╭─ Excerpt
Hokkaido University Research Profiles


Development of Polymer Electrolyte Fuel Cells with Excellent Sub-zero Start-up Performance

Elucidation of micro-nano freezing phenomena in fuel cells

We are visualizing the freezing phenomenon near the reaction layer in fuel cells, which cannot normally be observed, using an ultracold electron microscope. By combining electrochemical measurements, we are also elucidating the freezing phenomenon of produced water, which becomes a problem in cold climate applications, and are developing fuel cells with excellent sub-zero activation performance.
╰─
╭─ Data extracts
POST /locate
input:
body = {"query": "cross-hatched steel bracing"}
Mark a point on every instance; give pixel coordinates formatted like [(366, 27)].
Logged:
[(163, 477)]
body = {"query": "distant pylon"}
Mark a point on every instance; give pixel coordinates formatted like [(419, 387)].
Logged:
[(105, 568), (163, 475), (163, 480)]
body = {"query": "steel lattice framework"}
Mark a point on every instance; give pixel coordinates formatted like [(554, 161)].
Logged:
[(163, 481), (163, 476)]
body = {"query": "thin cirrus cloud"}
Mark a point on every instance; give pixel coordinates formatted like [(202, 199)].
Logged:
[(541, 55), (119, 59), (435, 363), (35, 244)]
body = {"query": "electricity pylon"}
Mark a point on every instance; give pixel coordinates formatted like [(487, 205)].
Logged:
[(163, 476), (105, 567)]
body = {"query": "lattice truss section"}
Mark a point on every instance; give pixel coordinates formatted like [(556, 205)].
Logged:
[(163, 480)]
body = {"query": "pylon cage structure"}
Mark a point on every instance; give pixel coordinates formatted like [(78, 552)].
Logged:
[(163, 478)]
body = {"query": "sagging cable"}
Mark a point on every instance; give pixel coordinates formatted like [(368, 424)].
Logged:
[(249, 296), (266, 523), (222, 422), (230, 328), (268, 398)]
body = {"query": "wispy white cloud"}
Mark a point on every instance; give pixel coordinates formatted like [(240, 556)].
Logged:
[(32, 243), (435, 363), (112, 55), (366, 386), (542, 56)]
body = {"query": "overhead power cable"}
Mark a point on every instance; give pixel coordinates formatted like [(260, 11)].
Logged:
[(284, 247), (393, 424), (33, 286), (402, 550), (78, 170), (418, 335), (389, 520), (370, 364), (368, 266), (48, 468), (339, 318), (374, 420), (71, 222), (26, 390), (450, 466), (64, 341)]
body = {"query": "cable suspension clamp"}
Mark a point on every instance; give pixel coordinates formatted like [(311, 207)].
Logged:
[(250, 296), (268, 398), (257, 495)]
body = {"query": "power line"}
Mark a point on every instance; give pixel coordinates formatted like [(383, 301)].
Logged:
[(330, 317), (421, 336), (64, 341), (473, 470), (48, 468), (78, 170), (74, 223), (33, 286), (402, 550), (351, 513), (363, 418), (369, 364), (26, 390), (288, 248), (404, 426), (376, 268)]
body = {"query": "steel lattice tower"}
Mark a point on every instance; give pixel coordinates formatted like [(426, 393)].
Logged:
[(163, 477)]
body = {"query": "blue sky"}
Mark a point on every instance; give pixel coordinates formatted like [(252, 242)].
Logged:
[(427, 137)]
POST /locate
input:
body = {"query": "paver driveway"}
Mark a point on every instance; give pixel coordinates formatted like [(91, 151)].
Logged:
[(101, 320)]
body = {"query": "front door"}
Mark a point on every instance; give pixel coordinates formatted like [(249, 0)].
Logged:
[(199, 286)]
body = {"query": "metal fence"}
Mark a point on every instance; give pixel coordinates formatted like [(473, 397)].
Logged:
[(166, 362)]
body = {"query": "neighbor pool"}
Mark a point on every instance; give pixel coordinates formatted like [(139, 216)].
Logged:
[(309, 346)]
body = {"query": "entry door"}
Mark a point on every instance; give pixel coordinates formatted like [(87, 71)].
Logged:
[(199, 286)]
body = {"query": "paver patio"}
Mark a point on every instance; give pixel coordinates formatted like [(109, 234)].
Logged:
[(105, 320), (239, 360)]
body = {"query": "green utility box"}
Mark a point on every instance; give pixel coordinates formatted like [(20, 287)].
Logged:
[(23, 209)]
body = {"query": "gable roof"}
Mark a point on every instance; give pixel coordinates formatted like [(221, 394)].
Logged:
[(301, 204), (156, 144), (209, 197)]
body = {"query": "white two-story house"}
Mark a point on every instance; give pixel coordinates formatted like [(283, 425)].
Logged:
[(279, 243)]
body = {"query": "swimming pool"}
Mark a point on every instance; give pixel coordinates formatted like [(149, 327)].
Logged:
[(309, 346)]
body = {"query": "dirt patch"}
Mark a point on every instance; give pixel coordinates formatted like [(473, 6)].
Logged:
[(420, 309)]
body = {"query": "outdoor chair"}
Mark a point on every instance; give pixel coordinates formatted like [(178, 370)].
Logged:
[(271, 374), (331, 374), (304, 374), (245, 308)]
╰─
╭─ Data extracts
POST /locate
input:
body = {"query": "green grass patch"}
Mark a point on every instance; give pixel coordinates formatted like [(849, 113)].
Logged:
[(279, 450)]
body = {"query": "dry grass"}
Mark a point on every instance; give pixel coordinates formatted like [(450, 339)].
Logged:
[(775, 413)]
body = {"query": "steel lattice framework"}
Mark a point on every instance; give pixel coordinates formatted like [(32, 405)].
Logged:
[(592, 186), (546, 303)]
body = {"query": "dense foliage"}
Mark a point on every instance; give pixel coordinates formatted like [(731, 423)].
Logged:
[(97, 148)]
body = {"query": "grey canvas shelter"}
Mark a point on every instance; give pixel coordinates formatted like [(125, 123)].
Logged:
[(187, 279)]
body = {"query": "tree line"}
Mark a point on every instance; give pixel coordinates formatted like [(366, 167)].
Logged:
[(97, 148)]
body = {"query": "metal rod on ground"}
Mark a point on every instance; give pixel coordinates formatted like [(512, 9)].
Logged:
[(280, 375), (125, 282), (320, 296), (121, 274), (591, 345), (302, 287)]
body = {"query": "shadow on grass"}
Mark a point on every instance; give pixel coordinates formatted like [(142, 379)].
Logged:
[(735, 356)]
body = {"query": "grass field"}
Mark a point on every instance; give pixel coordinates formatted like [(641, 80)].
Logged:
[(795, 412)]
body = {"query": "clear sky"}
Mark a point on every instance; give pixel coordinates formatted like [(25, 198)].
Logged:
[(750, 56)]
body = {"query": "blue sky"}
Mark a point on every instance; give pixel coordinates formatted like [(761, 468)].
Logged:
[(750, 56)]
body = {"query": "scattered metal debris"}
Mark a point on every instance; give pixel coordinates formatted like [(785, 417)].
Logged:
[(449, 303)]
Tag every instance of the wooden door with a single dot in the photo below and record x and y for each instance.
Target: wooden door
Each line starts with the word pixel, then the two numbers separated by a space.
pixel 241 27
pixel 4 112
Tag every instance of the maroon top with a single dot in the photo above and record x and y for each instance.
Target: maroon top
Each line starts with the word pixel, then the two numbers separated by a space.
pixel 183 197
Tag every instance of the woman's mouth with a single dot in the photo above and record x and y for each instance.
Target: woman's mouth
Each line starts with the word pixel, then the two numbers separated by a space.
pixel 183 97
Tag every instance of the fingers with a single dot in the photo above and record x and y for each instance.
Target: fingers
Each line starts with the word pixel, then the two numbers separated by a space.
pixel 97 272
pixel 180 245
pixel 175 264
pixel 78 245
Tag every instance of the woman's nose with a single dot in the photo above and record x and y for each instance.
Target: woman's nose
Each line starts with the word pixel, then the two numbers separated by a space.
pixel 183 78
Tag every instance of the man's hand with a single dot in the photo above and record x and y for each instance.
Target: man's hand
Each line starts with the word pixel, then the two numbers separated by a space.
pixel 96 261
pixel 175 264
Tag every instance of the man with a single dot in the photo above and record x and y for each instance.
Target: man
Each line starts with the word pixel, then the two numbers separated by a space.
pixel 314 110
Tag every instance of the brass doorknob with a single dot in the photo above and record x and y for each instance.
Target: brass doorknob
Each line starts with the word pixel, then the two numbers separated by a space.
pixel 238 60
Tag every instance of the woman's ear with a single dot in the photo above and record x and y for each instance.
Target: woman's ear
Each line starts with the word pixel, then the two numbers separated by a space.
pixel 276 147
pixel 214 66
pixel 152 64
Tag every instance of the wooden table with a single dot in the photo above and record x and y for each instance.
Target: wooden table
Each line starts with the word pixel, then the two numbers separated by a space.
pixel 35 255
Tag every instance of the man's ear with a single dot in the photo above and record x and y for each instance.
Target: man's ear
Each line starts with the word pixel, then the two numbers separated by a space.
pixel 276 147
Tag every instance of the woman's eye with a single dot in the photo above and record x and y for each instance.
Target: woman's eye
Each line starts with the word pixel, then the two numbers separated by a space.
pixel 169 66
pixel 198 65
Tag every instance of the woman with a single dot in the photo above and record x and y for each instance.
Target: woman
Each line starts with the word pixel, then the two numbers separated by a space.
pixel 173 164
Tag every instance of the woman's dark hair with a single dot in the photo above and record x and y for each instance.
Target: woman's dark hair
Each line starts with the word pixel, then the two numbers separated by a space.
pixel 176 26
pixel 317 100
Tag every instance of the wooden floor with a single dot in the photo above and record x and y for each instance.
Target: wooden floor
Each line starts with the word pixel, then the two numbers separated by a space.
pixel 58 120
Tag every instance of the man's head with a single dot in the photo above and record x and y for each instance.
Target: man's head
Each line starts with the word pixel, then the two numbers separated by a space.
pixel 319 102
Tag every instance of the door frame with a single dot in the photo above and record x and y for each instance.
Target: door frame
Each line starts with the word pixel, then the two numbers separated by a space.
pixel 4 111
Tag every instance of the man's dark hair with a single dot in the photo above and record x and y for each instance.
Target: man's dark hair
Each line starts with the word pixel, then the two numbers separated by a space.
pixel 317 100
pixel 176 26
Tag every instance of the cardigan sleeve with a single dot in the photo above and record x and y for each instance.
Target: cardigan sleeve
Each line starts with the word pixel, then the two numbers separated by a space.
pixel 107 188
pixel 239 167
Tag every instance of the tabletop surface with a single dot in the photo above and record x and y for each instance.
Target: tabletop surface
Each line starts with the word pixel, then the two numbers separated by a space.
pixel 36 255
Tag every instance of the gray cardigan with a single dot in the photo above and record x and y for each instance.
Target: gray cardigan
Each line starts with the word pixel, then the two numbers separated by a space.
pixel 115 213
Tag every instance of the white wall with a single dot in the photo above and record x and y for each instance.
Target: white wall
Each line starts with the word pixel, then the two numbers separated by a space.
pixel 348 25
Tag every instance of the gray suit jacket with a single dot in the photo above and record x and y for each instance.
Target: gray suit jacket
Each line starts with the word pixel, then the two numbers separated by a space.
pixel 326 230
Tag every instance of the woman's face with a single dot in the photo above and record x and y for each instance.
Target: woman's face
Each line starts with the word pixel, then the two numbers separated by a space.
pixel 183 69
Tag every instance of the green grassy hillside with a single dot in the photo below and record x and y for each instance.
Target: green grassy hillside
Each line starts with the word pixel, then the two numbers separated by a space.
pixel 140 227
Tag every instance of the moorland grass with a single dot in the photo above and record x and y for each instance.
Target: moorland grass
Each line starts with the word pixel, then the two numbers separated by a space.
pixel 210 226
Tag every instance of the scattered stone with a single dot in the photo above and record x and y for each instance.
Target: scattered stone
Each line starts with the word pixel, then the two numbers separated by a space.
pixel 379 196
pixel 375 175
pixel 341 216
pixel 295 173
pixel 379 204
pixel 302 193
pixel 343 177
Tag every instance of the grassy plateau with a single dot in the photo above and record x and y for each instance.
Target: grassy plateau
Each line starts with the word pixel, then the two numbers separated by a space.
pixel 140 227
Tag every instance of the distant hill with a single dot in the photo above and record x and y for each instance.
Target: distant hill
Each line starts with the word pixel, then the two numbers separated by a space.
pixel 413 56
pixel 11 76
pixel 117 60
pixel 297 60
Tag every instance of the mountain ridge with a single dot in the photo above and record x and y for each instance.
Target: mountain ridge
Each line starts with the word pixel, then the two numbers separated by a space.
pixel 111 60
╰─
▸ **Problem to solve**: In the fuel cell research profile, what instrument is used to visualize the freezing phenomenon near the reaction layer?

▸ **The answer**: An ultracold electron microscope.